- TASK BRIEF -
Filter the material below down to the lines containing the word "ground".

- DATA TO USE -
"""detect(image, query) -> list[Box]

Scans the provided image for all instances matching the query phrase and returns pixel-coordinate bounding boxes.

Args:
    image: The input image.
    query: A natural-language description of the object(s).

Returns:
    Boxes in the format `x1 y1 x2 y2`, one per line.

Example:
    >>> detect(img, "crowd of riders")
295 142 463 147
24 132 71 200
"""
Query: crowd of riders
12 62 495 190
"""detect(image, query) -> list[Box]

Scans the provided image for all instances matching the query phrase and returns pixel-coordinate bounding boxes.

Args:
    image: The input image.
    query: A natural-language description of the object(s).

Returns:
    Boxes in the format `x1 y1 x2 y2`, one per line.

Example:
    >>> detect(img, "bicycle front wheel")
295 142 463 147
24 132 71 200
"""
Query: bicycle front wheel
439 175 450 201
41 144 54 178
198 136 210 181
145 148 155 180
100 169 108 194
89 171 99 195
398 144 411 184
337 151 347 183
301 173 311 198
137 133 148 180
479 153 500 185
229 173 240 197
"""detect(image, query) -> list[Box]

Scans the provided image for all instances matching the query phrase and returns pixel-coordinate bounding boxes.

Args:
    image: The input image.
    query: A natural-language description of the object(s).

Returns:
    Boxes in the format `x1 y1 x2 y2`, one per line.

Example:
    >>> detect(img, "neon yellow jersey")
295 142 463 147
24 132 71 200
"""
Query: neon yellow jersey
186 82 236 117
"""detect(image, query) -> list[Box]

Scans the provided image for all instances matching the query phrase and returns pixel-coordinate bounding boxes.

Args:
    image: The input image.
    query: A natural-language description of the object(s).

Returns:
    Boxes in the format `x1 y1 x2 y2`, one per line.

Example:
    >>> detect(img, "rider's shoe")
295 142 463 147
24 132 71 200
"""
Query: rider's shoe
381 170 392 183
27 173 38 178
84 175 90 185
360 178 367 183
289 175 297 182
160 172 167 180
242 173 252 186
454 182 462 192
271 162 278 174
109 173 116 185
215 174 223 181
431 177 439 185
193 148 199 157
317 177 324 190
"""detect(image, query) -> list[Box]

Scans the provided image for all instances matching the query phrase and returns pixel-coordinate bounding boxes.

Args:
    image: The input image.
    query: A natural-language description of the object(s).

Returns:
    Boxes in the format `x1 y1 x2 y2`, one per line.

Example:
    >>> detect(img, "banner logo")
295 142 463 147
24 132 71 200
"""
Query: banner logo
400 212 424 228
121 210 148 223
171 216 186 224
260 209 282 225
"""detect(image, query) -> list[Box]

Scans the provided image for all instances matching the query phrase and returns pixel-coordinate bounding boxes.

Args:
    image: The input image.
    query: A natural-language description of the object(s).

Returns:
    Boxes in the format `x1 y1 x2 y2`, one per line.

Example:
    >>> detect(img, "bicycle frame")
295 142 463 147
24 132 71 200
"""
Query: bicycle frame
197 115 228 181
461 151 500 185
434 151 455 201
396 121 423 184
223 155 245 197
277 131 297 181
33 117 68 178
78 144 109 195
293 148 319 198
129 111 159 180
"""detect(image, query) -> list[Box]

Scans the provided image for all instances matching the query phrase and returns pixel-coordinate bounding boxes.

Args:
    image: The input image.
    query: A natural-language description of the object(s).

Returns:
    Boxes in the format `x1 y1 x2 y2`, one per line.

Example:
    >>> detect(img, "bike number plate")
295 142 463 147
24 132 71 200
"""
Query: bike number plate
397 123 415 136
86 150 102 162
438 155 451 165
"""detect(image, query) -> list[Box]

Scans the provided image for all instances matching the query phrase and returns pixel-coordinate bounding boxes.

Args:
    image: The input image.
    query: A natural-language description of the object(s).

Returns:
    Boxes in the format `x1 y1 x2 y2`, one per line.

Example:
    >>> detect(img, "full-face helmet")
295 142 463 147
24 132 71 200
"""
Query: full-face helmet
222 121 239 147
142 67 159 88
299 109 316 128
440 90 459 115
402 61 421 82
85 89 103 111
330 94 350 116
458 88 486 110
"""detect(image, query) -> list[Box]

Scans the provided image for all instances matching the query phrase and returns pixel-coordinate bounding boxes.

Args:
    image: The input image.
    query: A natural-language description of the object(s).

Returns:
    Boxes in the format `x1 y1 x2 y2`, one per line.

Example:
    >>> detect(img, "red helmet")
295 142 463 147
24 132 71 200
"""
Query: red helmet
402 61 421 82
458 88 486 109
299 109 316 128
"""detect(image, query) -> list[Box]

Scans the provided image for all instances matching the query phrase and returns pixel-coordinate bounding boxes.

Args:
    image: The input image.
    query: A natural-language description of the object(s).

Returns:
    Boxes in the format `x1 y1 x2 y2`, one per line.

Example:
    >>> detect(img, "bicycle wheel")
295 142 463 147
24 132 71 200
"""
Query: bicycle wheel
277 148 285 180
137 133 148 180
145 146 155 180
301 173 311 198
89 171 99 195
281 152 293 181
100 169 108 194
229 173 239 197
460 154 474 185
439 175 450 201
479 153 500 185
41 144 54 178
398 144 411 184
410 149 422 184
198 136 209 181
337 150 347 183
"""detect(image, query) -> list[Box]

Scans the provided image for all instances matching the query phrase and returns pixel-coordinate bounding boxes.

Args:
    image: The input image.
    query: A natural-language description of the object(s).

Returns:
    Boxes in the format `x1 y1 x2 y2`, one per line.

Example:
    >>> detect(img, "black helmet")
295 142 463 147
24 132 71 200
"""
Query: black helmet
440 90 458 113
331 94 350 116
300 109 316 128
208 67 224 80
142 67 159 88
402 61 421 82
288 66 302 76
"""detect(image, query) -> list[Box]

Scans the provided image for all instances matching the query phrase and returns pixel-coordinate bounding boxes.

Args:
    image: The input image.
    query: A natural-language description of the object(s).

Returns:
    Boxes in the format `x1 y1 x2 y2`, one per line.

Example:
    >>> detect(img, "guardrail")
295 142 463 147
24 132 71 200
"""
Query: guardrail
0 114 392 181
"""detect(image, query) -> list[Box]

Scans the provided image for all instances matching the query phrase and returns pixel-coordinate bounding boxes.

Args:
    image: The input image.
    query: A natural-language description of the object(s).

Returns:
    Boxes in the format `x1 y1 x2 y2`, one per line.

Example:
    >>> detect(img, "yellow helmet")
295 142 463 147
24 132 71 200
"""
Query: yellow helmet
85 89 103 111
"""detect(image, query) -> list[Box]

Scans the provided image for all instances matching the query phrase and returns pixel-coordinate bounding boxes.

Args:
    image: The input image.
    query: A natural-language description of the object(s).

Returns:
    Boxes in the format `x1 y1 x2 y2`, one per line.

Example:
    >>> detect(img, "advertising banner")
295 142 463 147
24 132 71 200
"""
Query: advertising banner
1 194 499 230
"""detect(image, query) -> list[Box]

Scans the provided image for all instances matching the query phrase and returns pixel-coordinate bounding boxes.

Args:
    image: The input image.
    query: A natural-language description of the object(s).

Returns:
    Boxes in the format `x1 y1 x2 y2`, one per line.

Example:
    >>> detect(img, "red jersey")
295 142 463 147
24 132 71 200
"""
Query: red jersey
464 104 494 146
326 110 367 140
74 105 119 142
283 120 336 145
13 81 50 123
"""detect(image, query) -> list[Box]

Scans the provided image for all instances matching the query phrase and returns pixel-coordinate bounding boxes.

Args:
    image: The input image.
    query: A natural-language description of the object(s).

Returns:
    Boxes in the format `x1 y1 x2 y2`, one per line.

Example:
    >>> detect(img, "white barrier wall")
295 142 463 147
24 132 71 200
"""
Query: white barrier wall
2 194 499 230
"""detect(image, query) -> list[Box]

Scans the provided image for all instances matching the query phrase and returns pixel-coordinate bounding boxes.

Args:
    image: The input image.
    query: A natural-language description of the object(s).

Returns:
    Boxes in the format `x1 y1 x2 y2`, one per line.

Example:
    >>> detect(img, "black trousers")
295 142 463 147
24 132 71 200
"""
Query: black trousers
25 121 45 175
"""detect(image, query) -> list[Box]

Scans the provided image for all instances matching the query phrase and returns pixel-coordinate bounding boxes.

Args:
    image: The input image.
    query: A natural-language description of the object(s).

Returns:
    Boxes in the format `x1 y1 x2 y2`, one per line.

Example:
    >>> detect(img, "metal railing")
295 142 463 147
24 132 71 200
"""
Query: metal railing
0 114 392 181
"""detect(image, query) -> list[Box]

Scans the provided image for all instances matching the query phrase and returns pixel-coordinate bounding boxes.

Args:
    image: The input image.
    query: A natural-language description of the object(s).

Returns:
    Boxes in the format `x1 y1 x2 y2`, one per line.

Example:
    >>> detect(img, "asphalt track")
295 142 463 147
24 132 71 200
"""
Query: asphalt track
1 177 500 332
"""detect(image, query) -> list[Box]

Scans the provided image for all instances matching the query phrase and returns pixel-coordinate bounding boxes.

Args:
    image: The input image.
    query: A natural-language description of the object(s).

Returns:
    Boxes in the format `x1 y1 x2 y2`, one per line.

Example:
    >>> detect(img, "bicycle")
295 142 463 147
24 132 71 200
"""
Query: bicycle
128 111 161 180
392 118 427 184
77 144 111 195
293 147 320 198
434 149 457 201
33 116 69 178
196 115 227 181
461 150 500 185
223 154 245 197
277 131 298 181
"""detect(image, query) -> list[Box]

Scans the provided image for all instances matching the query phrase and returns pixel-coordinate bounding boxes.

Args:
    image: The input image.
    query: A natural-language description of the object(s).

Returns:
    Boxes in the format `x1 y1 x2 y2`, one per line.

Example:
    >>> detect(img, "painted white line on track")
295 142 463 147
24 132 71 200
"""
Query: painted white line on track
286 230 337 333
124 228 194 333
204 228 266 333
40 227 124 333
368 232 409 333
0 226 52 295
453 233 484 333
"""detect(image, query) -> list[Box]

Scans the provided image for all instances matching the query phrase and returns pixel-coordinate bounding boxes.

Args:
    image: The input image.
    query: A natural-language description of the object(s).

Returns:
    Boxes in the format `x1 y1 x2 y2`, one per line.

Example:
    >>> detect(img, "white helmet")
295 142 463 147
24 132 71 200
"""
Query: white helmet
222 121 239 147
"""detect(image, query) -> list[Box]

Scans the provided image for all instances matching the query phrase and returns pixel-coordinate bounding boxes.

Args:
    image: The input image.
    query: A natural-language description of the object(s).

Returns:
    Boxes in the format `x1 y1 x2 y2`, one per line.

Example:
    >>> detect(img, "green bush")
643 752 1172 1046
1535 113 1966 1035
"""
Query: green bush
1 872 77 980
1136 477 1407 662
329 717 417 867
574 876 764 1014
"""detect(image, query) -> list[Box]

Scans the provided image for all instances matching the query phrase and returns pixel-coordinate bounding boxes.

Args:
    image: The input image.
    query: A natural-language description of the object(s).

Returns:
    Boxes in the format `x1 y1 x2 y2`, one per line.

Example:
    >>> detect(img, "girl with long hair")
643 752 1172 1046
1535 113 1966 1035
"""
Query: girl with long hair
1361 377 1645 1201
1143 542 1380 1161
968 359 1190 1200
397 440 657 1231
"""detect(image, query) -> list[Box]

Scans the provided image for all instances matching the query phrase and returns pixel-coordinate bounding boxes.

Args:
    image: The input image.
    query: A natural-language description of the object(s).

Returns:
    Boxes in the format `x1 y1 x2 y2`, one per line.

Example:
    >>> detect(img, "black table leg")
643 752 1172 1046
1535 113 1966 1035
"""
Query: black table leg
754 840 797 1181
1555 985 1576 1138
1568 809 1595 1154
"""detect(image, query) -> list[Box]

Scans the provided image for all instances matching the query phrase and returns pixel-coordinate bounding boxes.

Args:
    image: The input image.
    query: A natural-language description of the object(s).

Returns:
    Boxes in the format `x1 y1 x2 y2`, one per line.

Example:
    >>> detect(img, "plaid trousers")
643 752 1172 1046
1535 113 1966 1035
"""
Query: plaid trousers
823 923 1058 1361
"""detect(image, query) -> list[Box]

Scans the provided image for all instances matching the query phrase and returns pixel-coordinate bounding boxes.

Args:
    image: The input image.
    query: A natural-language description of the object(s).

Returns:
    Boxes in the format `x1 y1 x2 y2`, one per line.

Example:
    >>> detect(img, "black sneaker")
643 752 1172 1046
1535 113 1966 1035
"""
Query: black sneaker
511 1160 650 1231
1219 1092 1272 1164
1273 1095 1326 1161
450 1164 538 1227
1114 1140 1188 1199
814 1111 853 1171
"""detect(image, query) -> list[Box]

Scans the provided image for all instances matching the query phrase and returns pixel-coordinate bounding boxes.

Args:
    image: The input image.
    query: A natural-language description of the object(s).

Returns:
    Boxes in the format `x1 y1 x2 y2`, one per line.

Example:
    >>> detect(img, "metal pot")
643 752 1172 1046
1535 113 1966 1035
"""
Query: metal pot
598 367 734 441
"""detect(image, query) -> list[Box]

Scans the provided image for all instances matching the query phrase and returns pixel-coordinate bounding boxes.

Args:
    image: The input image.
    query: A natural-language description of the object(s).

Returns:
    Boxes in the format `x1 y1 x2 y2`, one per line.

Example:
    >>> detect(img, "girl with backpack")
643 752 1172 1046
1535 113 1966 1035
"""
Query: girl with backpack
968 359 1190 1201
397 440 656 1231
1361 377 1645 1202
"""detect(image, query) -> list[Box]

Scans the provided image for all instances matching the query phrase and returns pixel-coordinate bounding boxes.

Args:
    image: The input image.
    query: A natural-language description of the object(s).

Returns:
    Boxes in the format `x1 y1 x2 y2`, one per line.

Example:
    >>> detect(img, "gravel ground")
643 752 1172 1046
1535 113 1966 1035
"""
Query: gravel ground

- ANSWER -
    >>> detect(img, "gravel ground")
Query: gravel ground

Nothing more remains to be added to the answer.